OBJECTIVE:
Copy out the rows below word for word, keeping every line unchanged.

DATA LINES:
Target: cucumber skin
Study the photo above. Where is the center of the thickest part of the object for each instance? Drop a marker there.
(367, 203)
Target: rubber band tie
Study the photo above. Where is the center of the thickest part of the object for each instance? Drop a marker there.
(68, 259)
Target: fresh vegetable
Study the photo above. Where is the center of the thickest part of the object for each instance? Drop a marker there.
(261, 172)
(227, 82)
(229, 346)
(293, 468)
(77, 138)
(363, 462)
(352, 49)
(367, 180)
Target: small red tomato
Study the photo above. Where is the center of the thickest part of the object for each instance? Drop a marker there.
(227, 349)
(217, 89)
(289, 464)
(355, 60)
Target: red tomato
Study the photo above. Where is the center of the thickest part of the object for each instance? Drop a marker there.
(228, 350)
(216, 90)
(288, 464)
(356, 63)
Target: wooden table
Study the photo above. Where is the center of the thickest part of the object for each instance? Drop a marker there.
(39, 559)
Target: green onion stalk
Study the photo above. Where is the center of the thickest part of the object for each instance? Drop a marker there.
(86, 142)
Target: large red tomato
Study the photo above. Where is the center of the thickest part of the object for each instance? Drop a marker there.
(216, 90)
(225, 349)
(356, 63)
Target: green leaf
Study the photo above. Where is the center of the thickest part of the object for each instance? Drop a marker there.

EXERCISE ANSWER:
Target: cucumber skin
Study the photo above. Where is the center of the thickest part of the object for each instance? Drop a marker there.
(367, 203)
Target: rubber band tie
Study the photo above. Where is the center of the thickest part of the object for each instance? Drop a marker there.
(68, 259)
Target: fresh vegetable
Study the photo above. Where is the center of the thickest part of the object for each instance? Drop a marker there.
(261, 172)
(227, 82)
(229, 346)
(293, 468)
(77, 138)
(363, 462)
(352, 49)
(367, 180)
Target: small red tomato
Study the photo above. Where is the center of the thickest part of the object for each instance? Drop a marker there.
(227, 349)
(217, 89)
(289, 464)
(355, 60)
Target: red tomato
Study the photo above. Where is the center of the thickest part of the object for each instance? Drop a marker there.
(228, 350)
(216, 90)
(288, 464)
(356, 63)
Target: wooden table
Study the photo above. Where is the center of the thickest part of the object for each instance? Drop a marker there.
(39, 559)
Target: green onion stalk
Study the photo above. Where is the center of the thickest part of the object for each instance? Drop a marker there.
(86, 142)
Target: large red tomato
Study the photo above. Where is the center of the thickest part of the object for each instance? Drop a marker there.
(216, 90)
(225, 349)
(356, 63)
Target: green leaf
Study the photo above. Where is the center of the thickest part of the object for each instance? Drop a marker there.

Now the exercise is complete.